**GIVEN PROBLEM:** Rewrite the lines from the one containing "For the benchmark, mark every instance of the man's" through the end of the lines below, both ends included, as a Markdown table with the columns Row and Line. Give each row its number and leave out any blank lines.

**INFORMATION GIVEN:**
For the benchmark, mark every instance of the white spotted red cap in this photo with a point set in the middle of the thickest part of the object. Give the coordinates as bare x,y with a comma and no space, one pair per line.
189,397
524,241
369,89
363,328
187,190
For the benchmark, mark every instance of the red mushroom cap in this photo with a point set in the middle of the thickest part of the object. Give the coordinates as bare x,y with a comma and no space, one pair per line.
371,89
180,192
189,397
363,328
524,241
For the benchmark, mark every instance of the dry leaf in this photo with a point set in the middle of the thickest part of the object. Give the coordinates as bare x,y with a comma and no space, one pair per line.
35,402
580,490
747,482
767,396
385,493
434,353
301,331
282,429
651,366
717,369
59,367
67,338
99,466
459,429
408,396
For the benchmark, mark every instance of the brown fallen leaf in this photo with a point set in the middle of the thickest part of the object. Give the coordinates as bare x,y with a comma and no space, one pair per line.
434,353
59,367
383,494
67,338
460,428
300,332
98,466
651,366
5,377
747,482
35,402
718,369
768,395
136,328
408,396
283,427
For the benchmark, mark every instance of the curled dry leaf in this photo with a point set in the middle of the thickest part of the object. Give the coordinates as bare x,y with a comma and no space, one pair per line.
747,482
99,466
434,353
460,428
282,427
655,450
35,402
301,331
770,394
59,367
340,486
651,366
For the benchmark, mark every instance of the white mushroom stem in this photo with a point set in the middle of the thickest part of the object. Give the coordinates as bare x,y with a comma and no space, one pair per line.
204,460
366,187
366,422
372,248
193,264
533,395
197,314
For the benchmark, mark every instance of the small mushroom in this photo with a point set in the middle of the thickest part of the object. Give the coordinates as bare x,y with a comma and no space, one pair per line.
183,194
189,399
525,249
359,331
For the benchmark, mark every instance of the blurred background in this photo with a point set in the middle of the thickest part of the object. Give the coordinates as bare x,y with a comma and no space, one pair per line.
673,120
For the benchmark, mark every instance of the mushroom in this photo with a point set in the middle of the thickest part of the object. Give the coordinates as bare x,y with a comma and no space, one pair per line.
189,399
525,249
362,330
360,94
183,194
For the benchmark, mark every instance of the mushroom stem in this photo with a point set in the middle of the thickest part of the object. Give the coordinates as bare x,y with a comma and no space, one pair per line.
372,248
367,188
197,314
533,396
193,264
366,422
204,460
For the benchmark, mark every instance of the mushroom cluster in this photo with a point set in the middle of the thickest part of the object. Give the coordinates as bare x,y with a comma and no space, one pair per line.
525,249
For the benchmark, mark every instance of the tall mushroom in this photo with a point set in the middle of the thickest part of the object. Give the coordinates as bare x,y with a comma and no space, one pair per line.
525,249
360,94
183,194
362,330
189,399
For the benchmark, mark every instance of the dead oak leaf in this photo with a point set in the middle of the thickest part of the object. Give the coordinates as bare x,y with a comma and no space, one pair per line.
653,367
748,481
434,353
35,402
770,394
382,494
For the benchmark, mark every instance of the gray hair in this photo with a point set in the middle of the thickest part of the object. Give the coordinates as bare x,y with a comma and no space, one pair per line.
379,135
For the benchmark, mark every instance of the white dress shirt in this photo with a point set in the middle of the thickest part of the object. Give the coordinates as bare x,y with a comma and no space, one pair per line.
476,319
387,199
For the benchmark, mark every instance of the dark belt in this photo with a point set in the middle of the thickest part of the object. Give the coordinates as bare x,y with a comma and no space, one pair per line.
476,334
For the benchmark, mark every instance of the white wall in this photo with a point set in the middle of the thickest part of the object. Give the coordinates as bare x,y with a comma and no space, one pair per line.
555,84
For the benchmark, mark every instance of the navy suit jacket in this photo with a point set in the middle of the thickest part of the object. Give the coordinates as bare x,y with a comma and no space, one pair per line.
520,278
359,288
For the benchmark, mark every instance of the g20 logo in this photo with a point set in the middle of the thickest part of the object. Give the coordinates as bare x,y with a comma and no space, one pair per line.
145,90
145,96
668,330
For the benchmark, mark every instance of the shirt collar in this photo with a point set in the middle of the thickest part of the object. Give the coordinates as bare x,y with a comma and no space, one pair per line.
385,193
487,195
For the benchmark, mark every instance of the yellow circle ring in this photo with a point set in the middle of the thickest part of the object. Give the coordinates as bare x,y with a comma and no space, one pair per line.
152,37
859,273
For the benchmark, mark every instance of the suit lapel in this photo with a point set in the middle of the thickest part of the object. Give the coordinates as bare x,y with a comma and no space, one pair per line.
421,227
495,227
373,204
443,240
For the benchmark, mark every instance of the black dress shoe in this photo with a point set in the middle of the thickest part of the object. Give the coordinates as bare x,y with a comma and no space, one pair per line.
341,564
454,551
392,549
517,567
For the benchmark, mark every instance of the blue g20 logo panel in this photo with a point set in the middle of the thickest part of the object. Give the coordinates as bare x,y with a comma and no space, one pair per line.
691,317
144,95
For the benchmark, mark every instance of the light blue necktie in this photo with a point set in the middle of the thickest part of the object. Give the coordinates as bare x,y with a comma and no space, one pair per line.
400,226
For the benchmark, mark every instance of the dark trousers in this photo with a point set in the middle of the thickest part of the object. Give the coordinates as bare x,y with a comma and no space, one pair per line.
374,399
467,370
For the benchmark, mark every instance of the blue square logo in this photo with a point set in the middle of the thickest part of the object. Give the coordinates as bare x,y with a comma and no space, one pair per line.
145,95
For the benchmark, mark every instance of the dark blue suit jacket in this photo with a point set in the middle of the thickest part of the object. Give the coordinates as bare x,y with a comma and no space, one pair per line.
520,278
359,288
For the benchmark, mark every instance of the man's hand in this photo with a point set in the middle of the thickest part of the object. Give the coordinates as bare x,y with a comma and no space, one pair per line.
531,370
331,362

**TASK SOLUTION:**
| Row | Line |
|---|---|
| 1 | For the benchmark, mark every instance of the man's hand in this photo with a point set in the middle of the thickest part of the object. Give the coordinates as bare x,y with a comma and no space, one pair per line. |
| 2 | 531,370 |
| 3 | 331,362 |